EXERCISE PROMPT:
Write out the stretch from "Frustrated. Stressed. Where" through "it's looking positive." in the blog post on work and money stress below.
[start of EXCERPT PROVIDED]
Showing posts with label money. Show all posts
Showing posts with label money. Show all posts

Wednesday, August 27, 2008

Frustrated. Stressed. Where the fuck is Calgon going to take me, and do they pay for the sitter?

My Stress and Frustration mounts...

I'm not really looking forward to the next few days. In some respects, I am... because I am going to go down to South Carolina to see my family for the weekend, but in others, I don't want to go anywhere.

It's the last sales day of the month on Friday, so these next two days are already jam packed and super stressful for me. It's just those days where you do what you can to jam pack all the things you need to do into your day, but you always have more to do when you go home (or at least when you have to go home). At least it's looking positive.

The kids' school schedule, and football schedule has me flipping out. It seems EVERYONE wants more money. MORE MONEY MORE MORE MORE MONEY.... I was really upset earlier this week that other people can work from home, but on Monday, I got docked a day's pay so I could stay home with a munchkin that wasn't feeling well (and truthfully, I wasn't feeling hot myself but I would have dragged my ass to work if I could).

Other people in other departments in the company can work from home and not get docked a day's pay. This was a new development for me, as the rule recently changed for my department, and I wasn't notified until Monday when there was that problem. I had no backup available. I can't send a kid to daycare that's thrown up, but I CAN work from home... I was infuriated, simply put.
[end of EXCERPT PROVIDED]
[start of STORED RECORDS]
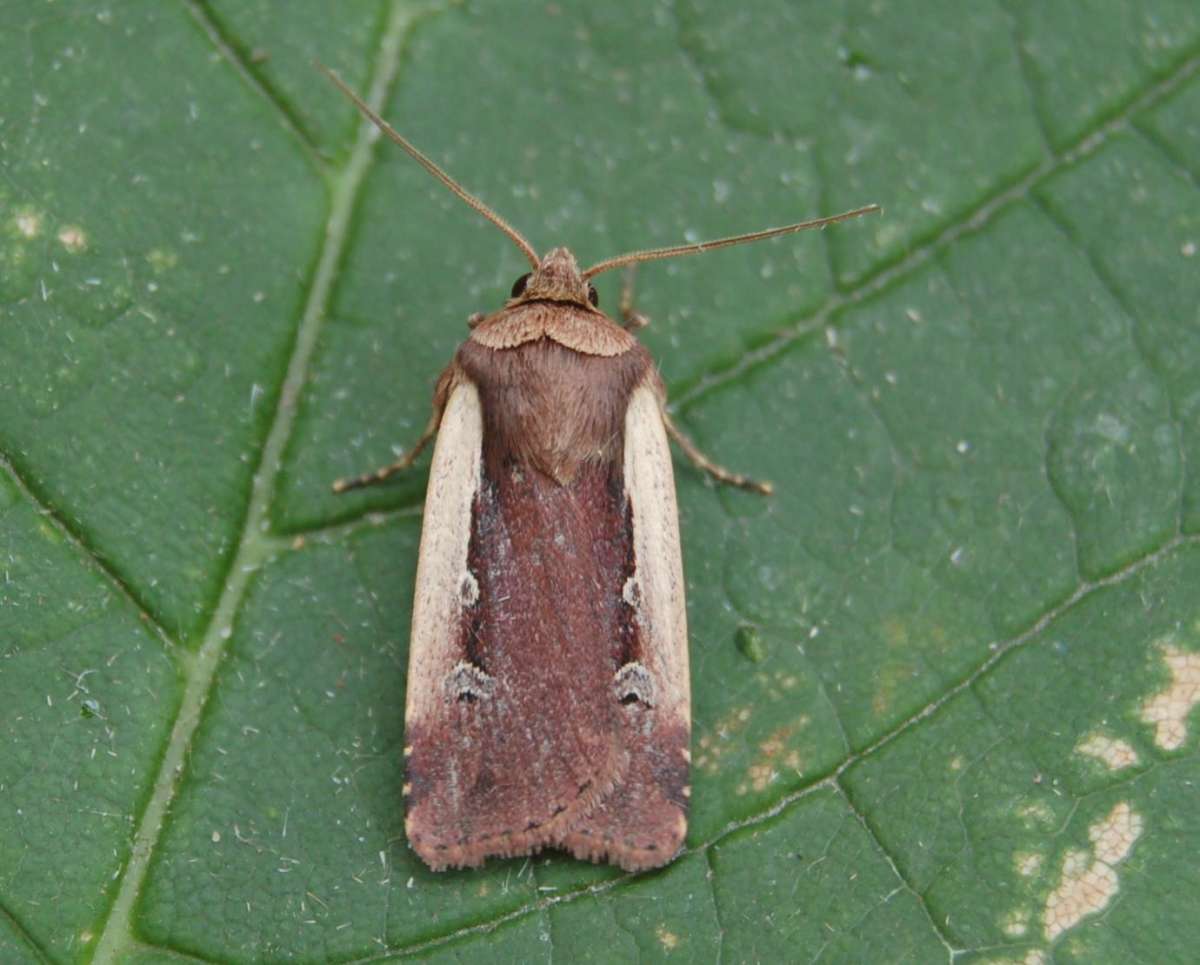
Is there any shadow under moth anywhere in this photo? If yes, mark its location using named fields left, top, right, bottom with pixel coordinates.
left=326, top=71, right=877, bottom=871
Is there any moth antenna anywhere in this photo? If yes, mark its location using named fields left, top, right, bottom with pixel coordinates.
left=583, top=204, right=883, bottom=280
left=317, top=61, right=539, bottom=268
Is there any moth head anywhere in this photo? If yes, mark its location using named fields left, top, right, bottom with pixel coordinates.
left=509, top=248, right=600, bottom=308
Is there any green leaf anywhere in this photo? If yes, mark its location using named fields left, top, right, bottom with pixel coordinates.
left=0, top=0, right=1200, bottom=963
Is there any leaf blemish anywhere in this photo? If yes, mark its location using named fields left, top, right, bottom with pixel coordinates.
left=1141, top=640, right=1200, bottom=750
left=1044, top=801, right=1144, bottom=941
left=59, top=224, right=88, bottom=254
left=17, top=211, right=42, bottom=238
left=1075, top=733, right=1138, bottom=771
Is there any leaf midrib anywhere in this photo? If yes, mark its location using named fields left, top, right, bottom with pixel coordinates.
left=94, top=0, right=436, bottom=965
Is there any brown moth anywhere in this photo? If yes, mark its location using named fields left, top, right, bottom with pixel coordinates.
left=326, top=64, right=877, bottom=871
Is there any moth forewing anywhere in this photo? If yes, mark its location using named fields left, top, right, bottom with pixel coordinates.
left=326, top=62, right=877, bottom=870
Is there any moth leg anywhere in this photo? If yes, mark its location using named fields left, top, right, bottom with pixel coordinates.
left=618, top=263, right=650, bottom=331
left=334, top=362, right=455, bottom=493
left=334, top=413, right=442, bottom=493
left=662, top=409, right=775, bottom=496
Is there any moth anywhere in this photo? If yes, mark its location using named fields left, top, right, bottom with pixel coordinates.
left=326, top=64, right=877, bottom=871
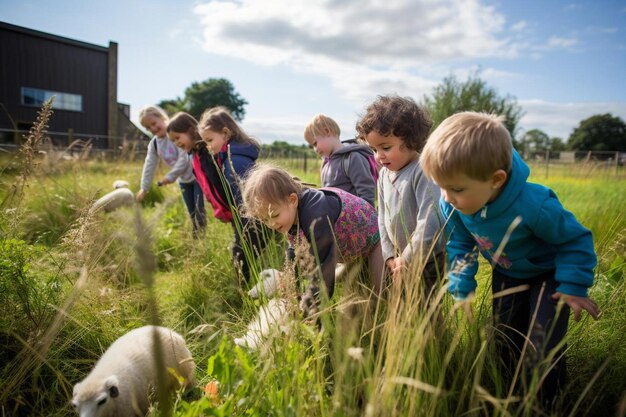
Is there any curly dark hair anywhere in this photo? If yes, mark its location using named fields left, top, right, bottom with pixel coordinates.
left=356, top=95, right=433, bottom=152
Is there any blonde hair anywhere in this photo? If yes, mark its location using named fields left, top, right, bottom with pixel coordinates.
left=139, top=106, right=169, bottom=125
left=198, top=106, right=261, bottom=149
left=304, top=114, right=341, bottom=141
left=241, top=163, right=302, bottom=217
left=420, top=112, right=513, bottom=181
left=167, top=112, right=204, bottom=146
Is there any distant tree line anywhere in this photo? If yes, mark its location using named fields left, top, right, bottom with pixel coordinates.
left=159, top=73, right=626, bottom=155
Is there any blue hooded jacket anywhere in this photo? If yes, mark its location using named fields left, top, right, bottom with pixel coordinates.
left=439, top=150, right=597, bottom=299
left=217, top=140, right=259, bottom=207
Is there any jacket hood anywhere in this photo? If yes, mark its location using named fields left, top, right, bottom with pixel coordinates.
left=468, top=149, right=530, bottom=222
left=329, top=143, right=372, bottom=159
left=220, top=140, right=259, bottom=160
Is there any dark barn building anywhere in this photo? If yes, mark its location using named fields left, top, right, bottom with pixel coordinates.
left=0, top=22, right=145, bottom=148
[end of STORED RECORDS]
ANSWER TO THIS PROBLEM:
Frustrated. Stressed. Where the fuck is Calgon going to take me, and do they pay for the sitter?

My Stress and Frustration mounts...

I'm not really looking forward to the next few days. In some respects, I am... because I am going to go down to South Carolina to see my family for the weekend, but in others, I don't want to go anywhere.

It's the last sales day of the month on Friday, so these next two days are already jam packed and super stressful for me. It's just those days where you do what you can to jam pack all the things you need to do into your day, but you always have more to do when you go home (or at least when you have to go home). At least it's looking positive.